===== Source document

In this tutorial we will learn how to access, interact, and aggregate AMRDC data and metadata via the public API (application programming interface). Along the way, we will learn a bit about the architecture of APIs, HTTP requests, and wrangling data streams in Python.

This tutorial assumes you have Python 3.xx installed, along with either the `pip` tool or an active `conda` environment.

Alternately, you can execute the code directly in this notebook by opening it in Google Colab or downloading the `.ipynb` file and opening it in your favorite interactive notebook environment.

For a more technical treatment of this topic, refer to the [Official CKAN API Guide](https://docs.ckan.org/en/2.10/api/index.html).

## Accessing the repository using the `requests` library

We'll start by importing the `requests` library, which we can use to make simple HTTP GET and POST requests.

In [None]:
import requests

We're ready to make our first API call.

In [None]:
## Request a list of datasets from the repository
## requests.get() returns a `Response` object, which can be cast to a dict using .json()
response = requests.get('https://amrdcdata.ssec.wisc.edu/api/action/package_list').json()

==========

Stated goal: Can you repeat the part of the API tutorial that begins at "For a more technical" and stops after "and POST requests.", swapping "library" for "package"? You can ignore the listing after this point.

===== Stored data

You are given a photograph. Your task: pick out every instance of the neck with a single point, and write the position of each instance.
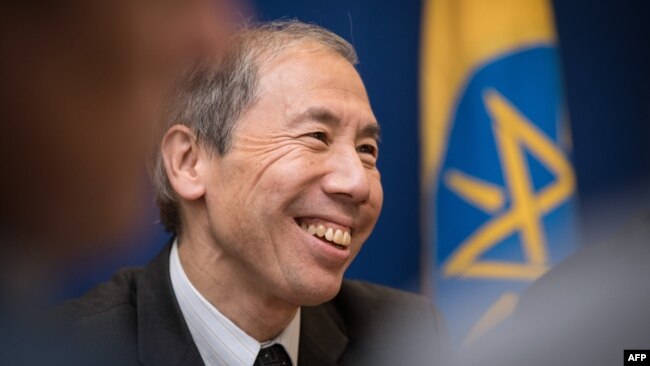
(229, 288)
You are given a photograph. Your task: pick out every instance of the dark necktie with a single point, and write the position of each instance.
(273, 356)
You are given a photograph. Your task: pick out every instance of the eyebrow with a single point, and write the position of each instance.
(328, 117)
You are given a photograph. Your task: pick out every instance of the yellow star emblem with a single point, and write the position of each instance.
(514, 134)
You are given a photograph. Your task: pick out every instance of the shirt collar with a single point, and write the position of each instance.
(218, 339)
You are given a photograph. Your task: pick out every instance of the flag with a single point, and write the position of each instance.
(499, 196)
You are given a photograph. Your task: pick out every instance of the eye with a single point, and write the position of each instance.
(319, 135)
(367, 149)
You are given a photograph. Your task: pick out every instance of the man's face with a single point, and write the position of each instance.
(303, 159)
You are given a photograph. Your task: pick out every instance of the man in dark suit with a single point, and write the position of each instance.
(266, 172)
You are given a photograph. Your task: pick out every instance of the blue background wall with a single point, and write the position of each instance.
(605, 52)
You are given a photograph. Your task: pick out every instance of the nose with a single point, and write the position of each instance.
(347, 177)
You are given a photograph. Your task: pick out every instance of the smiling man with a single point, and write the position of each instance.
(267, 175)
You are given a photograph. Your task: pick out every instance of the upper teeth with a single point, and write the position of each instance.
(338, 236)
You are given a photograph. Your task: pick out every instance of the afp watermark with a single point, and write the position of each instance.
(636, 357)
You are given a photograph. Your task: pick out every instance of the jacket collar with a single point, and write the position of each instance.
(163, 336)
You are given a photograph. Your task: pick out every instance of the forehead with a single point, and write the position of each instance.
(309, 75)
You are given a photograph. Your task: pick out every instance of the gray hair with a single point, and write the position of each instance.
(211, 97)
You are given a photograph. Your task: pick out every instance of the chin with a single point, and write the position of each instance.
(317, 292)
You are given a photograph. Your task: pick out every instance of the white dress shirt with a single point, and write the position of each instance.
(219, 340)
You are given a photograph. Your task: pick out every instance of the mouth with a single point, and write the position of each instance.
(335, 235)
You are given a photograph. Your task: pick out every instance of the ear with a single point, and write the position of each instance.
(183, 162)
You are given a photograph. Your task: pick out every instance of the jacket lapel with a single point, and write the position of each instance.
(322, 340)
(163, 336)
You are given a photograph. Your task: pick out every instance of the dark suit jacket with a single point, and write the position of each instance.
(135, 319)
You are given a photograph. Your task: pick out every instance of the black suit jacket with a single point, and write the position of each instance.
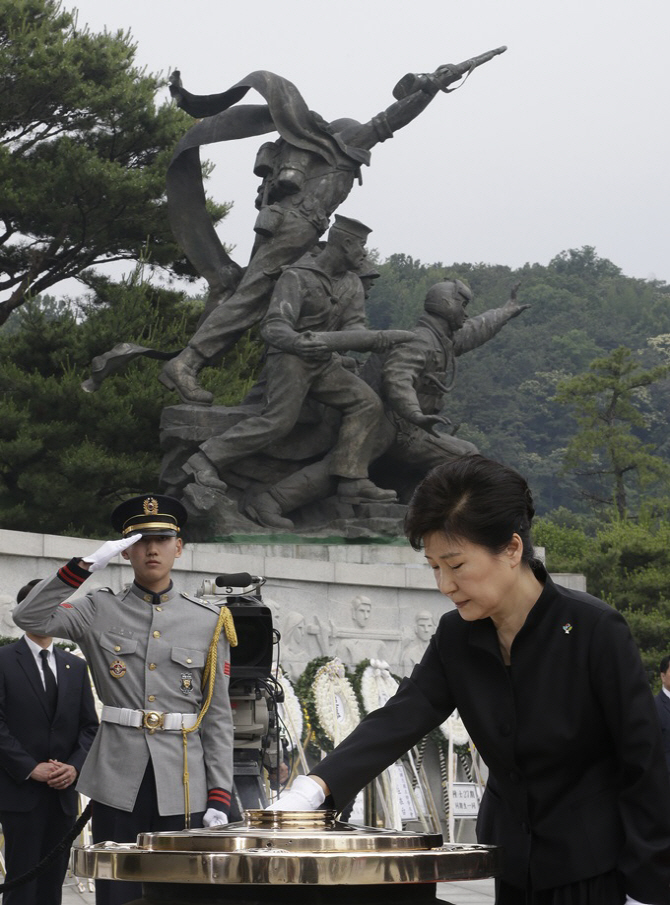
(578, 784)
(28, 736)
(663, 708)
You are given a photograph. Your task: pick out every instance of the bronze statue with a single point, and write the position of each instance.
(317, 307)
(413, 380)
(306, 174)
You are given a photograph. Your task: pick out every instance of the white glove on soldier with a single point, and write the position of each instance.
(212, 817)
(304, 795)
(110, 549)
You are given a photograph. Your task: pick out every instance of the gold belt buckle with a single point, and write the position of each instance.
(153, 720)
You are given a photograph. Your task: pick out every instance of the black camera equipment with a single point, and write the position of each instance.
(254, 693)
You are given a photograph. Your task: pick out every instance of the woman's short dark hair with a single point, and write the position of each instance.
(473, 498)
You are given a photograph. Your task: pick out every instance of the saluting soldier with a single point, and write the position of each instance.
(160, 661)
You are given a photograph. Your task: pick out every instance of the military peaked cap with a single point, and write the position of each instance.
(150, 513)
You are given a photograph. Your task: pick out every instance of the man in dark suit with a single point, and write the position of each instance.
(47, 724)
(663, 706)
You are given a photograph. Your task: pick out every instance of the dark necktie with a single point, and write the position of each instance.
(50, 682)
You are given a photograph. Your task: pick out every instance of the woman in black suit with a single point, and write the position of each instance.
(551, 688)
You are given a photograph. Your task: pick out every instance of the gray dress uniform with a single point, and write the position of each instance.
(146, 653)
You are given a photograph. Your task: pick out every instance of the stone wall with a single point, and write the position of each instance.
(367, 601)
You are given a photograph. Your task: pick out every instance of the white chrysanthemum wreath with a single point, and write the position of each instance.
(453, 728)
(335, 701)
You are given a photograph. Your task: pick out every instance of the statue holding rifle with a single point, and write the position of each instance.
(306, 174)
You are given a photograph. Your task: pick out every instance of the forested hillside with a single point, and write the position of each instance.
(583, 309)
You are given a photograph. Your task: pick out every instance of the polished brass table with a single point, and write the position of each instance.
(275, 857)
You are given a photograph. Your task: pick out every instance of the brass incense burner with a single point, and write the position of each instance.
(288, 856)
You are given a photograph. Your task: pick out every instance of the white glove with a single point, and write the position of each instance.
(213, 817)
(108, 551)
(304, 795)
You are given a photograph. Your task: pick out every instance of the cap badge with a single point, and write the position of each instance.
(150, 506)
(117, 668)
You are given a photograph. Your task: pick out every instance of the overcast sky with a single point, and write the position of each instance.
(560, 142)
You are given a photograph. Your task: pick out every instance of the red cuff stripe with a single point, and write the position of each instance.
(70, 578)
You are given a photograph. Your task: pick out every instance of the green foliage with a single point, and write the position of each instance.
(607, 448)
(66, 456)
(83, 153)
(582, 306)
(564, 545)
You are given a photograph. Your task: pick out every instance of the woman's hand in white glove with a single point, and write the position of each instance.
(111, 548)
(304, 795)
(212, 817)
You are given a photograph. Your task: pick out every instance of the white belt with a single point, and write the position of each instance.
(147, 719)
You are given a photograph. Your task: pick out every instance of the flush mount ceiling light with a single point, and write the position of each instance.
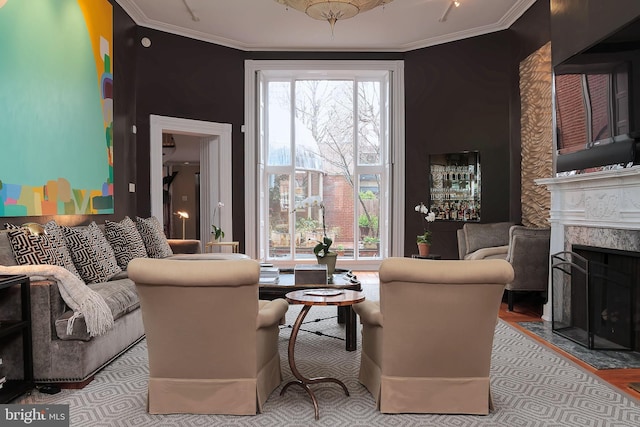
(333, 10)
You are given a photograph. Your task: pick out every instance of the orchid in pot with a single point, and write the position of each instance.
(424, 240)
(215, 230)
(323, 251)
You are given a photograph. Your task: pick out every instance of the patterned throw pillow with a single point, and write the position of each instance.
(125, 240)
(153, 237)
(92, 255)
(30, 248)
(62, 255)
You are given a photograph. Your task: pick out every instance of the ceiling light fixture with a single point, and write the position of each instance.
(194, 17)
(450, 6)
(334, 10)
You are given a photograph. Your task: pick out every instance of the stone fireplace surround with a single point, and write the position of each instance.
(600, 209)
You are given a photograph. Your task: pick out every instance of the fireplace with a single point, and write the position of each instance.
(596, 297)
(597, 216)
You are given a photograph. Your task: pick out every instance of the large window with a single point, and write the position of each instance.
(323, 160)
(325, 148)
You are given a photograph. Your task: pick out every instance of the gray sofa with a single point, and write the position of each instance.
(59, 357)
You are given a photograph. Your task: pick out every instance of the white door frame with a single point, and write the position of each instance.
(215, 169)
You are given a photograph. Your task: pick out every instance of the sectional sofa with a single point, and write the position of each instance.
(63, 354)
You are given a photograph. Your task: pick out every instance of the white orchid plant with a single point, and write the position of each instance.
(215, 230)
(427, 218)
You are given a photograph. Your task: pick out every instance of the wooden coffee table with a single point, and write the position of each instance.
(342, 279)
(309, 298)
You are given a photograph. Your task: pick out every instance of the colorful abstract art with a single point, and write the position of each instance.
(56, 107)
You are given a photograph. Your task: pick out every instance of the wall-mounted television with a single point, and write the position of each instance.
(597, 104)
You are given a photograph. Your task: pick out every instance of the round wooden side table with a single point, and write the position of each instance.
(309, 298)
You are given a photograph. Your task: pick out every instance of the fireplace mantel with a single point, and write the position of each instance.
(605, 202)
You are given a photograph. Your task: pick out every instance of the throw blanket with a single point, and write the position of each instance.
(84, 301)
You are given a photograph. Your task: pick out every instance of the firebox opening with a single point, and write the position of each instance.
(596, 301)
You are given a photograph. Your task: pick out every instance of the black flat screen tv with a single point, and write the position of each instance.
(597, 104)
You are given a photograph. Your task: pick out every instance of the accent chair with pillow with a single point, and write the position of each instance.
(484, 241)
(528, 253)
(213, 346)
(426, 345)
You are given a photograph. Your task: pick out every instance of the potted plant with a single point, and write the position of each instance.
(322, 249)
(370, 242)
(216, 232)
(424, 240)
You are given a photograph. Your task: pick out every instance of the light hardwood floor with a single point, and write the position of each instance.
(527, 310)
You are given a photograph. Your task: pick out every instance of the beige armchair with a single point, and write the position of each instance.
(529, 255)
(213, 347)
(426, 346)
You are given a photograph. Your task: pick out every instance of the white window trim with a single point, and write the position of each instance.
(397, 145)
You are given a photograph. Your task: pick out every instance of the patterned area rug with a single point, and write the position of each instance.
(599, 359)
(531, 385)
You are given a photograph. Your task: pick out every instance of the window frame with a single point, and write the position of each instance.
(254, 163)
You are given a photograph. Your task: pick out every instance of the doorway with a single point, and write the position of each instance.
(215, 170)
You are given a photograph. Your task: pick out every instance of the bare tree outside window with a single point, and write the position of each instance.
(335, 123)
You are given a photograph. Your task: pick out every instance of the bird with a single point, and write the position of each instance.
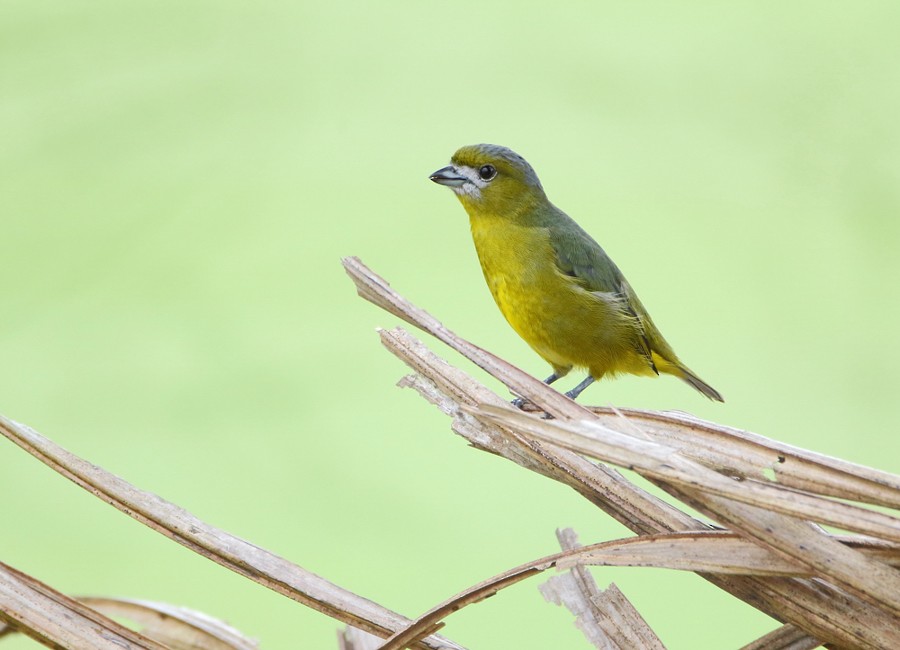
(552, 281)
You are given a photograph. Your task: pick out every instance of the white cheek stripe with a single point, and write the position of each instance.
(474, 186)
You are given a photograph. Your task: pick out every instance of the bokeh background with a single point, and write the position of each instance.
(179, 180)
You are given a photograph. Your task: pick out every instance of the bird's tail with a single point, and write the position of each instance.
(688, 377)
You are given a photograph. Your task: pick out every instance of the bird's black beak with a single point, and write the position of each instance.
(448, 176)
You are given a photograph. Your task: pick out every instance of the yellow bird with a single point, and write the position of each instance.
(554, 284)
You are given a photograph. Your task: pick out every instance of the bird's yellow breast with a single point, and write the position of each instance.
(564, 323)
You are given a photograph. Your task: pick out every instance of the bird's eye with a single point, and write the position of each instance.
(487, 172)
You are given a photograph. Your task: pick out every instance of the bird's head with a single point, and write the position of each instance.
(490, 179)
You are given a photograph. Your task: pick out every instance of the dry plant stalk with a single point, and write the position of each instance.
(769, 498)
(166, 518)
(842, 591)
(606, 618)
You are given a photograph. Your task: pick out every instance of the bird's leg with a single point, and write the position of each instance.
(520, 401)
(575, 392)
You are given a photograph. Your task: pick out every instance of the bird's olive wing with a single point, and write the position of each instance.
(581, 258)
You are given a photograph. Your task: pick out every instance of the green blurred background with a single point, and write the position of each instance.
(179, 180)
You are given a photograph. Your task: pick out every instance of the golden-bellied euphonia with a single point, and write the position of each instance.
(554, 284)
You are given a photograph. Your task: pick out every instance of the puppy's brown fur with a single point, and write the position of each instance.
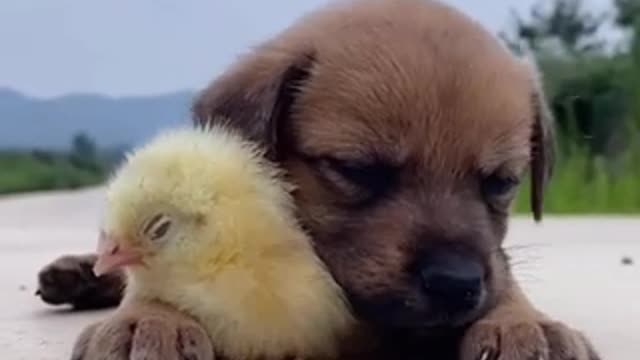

==========

Finished task:
For a more technical treatment of this topic, refer to the [Official CKAN API Guide](https://docs.ckan.org/en/2.10/api/index.html).

## Accessing the repository using the `requests` package

We'll start by importing the `requests` package, which we can use to make simple HTTP GET and POST requests.